DOCUMENT EXTRACT:

The Sotheby’s auction house has been named as a defendant in a lawsuit filed by investors who regret buying Bored Ape Yacht Club NFTs that sold for highly inflated prices during the NFT craze in 2021.
Nope. Too bad, they knew what they were buying. That they convinced themselves the value they attributed to it would remain or increase is entirely on them. The fact that so many others saw it through a realistic lens means they had the same ability and chose not to.
But that said, the proceeds for them should also get clawed back and 100% put toward scam identification education. Neither side in this one should walk away enriched.
Honestly I’m ok with them keeping their money, afaik everyone knew where they were buying they were just dumb enough to think it would ever be worth something. If we want to claw back money from people we should start with the ones ruining the environment to make the line go up
I mean yeah, if you make it illegal for dumb people to overpay for stupid shit, half the global economy would collapse overnight
I’m all for that. And the stock market bros too.
That’s the whole point of legitimate auction houses like Sothby’s. They pay experts to provide some legitimacy and sanity. It’s one thing for me to say that a kids finger painting is worth 50k, it’s a different thing for a trained art appraiser at an auction house to set that price.
Sotheby sets the initial prices and provides estimates of value. They were supposed to be the responsible adult in the room. Now if they values them at say $1000 and they sold for 100,000k that’s on the buyer. If the value was set for 80k and it sold for 90k that’s a different story.
This is the part about wealthy people that I just love. If muh investment pays off, f-off society, I was smart and made a wise investment. I deserve to keep 100% of the proceeds. But when things go south, “Save meeeeeeeeee, you [society/regulators] shouldn’t have let me go through with it”. Then we’re back to the socialism they say they hate so much and that they lobby their own money to deny to the common folk.
Oy vay
Should’ve invested in beanie babies like the rest of the smart people.

EXERCISES:
1) According to the Sotheby's lawsuit discussion, which NFTs did the investors filing the suit buy?
2) Return each line from the rows that contains the string "tree", matching case exactly.

LISTED RECORDS:
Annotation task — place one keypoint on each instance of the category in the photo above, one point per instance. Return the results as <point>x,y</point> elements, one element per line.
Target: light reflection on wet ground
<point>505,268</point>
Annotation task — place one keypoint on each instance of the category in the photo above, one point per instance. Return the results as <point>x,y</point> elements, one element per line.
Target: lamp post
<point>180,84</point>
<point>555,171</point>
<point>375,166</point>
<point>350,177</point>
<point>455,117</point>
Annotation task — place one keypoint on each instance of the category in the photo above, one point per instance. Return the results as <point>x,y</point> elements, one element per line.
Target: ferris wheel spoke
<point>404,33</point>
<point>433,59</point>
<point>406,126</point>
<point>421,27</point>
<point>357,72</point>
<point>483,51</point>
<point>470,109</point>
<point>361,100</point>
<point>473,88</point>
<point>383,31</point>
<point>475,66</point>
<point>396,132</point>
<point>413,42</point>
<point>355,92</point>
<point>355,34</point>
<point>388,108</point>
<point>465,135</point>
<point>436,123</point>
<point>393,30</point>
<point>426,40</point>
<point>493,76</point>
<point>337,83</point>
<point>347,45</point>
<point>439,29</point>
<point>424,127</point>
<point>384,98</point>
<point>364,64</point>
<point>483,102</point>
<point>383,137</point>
--
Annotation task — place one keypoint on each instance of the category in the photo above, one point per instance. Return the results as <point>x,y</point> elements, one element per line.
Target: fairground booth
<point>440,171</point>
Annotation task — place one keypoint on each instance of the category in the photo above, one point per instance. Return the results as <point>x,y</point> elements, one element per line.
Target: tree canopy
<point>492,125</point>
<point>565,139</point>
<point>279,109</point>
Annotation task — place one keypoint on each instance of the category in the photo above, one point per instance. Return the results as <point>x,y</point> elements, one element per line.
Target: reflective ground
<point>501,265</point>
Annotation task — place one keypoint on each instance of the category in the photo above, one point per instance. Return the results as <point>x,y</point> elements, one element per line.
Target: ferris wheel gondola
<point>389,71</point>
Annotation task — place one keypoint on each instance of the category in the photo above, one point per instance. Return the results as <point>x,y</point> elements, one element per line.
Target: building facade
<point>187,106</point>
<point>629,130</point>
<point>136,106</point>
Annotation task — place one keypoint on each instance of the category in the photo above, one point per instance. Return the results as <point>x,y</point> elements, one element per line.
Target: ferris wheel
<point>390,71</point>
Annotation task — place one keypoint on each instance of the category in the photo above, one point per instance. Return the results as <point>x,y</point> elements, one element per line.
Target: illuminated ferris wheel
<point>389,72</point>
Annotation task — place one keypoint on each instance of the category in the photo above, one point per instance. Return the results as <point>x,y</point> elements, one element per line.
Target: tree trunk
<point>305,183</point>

WRITTEN RESPONSES:
1) Bored Ape Yacht Club NFTs

2)
Target: tree canopy
Target: tree trunk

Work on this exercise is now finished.